▶ _Text to read_
In this post I will discuss and demystify the exponential technology building blocks that are cornerstone to our new digital:
Computer processing power:
The brain of a computer is the microprocessor chip. As it improves, software leverages the additional power and more complex solutions can be developed. As of this writing the fastest supercomputer can process 200,000 trillion calculations per second. First hardware is developed and
then software is written that takes advantage of the hardware improvements.
Processing power has improved exponentially over many decades. Computer chips are measured by speed and how many transistors they press on a silicon wafer.
As the size of the transistors rapidly became smaller and more efficient, more of them could be packed onto a wafer. The cost also became exponentially less.
No conversation of computer processing progress is complete without a short discussion of Moore’s law:
On April 19, 1965 Electronics Magazine published a white paper by Gordon Moore, co-founder of Intel. He made a prediction about the semiconductor industry that has become legendary. Specifically, his Moore’s law says the
number of transistors on integrated circuits doubles approximately every two years. David House, an Intel executive, said the period was approximately “18 months”. Overall, they were both right and this amazing prediction has been correct for 53 years and counting.

▶ _Jobs_
1 - According to the post on computer processing power, what period did David House give for the doubling of transistors?
2 - Write the next part of the post on computer processing power, picking up after its final sentence.

▶ _Material provided_
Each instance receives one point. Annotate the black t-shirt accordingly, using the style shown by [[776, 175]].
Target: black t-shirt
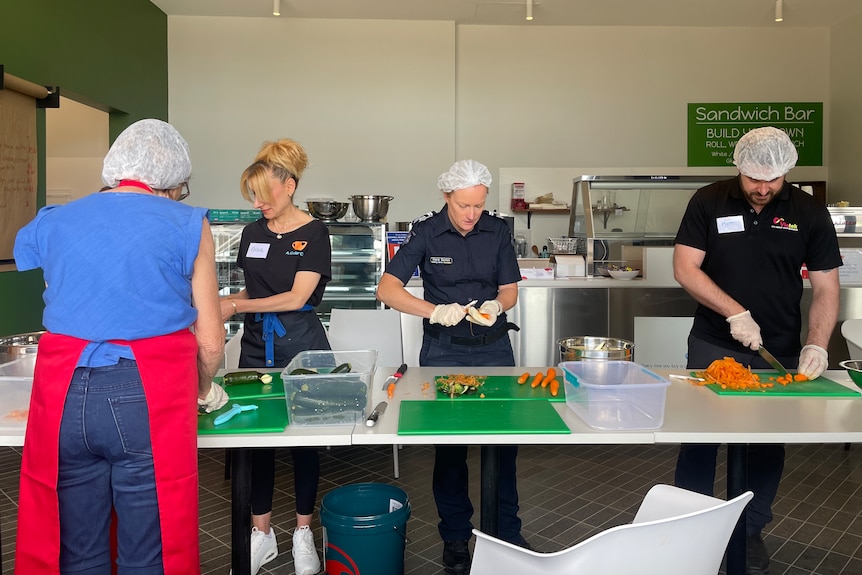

▶ _Answers per task_
1 - Approximately 18 months.

2 -
Recently the popular consensus is that the rate of advancement is slowing down to approximately doubling every 2.5 years. Some ’experts’ have even said Moore’s law is dying or dead. I totally disagree! I believe Moore’s law will continue for the foreseeable future and around 2025 everything that we think of as exponential will become super-exponential.
‘Marty Fox’s’ law says that when, not if, quantum computing makes its way from the laboratory to desktops and our mobile devices processing power, speed and the types of solutions we will enjoy will be 1,000,000 times better than what is possible now.
The evaporating cost of producing a microchip:
In 1958, a scientist at Texas Instruments developed the first-ever integrated circuit. It had two transistors (the more, the better) with a “gate process length” (the smaller, the better) of about 1⁄2 inch. This scientist would go on to win the Nobel Prize. Each transistor cost about $1, on average.
Now fast forward to 2012, Nvidia released a new graphical processor unit (GPU) with 7.1 billion transistors – the cost of a transistor: ~ $0.0000001. In that relatively short period of time chip technology experienced a 100 billion-fold improvement, right on schedule for Moore’s Law.
In 2018, transistors the size of an atom are being created in research labs. As I said before, technology marches on, getting better and better!
In the post, ‘How to Digitally Play, Prototype and Profit’, I describe the Maker Movement and using inexpensive components such as miniature microprocessors. Arduino and Raspberry Pi are two examples of these super fun tiny, powerful and very inexpensive ($5 – $40) computers.
They are a direct result of the impact of Moore’s Law.
More (not Moore) on how they can be used later.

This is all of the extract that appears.